同步IO意味着当我在进行IO操作时,即使是非阻塞I/O,还是需要进程不断地check,不断地询问数据包是否准备好,看上面的例子也可以直观地看到。

而异步I/O则不同,进程会将I/O操作交给内核做,自己可以去做其他的工作,直到内核完成了数据从内科空间到用户空间的拷贝,通过发出信号告诉进程已经完成,再执行其他操作。

后续我会利用Python进程异步编程。

信号驱动IO

套接字使用信号驱动主要需要进程执行三步:

  1. 建立 SIGIO 信号处理程序
  2. 建立套接字属主
  3. 开启该套接字的信号驱动式 I/O

大体流程:

信号驱动式会通过系统调用先建立 SIGIO 的信号处理函数, 立即返回, 当内核准备好数据, 向用户进程发送 SIGIO 信号, 此时进程可以开始使用 recvfrom 系统调用, 将数据从内核空间拷贝到用户空间。

在Python3中已经有实现好的Selectors:

Classes hierarchy:
BaseSelector
+-- SelectSelector
+-- PollSelector
+-- EpollSelector
+-- DevpollSelector
+-- KqueueSelector

它都在selectors.py这个文件中实现了,我就全部粘贴过来吧。

"""Selectors module.

This module allows high-level and efficient I/O multiplexing, built upon the
`select` module primitives.
"""
·····
任务说明 –
把这段关于I/O模型的文字中“后续我会利用Python进程异步编程。”与“recvfrom 系统调用, 将数据从内核空间拷贝到用户空间。”之间的部分(首尾都包括在内)重新写出,其中的“套接字”一律替换为“socket”。

原始资料 –
·····
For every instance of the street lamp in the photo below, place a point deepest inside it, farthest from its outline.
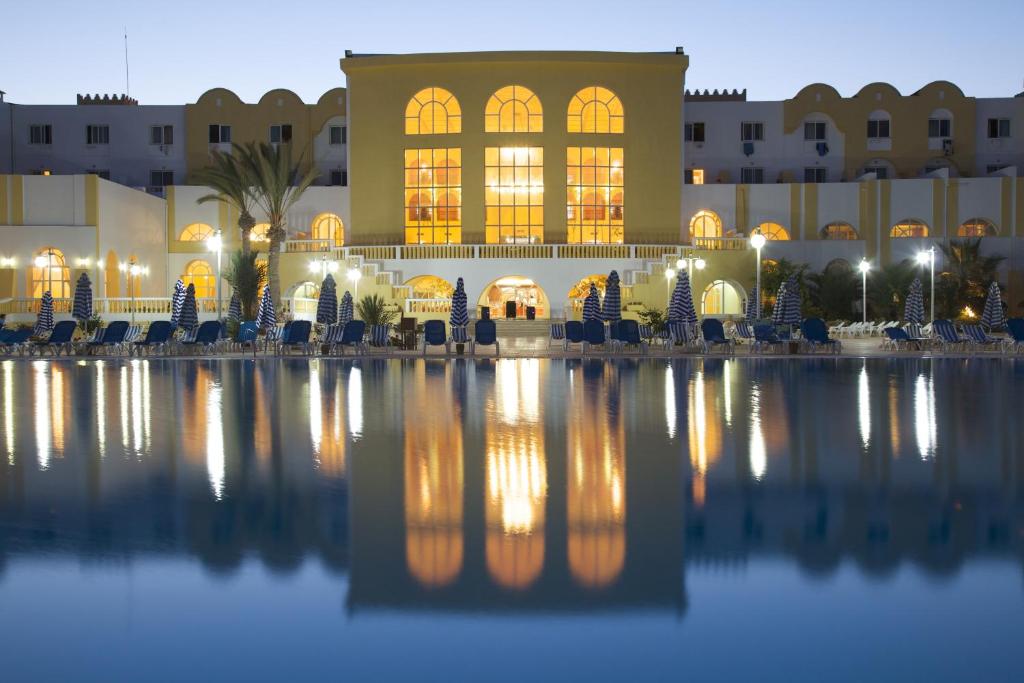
·····
本题结果 –
后续我会利用Python进程异步编程。

信号驱动IO

socket使用信号驱动主要需要进程执行三步:

  1. 建立 SIGIO 信号处理程序
  2. 建立socket属主
  3. 开启该socket的信号驱动式 I/O

大体流程:

信号驱动式会通过系统调用先建立 SIGIO 的信号处理函数, 立即返回, 当内核准备好数据, 向用户进程发送 SIGIO 信号, 此时进程可以开始使用 recvfrom 系统调用, 将数据从内核空间拷贝到用户空间。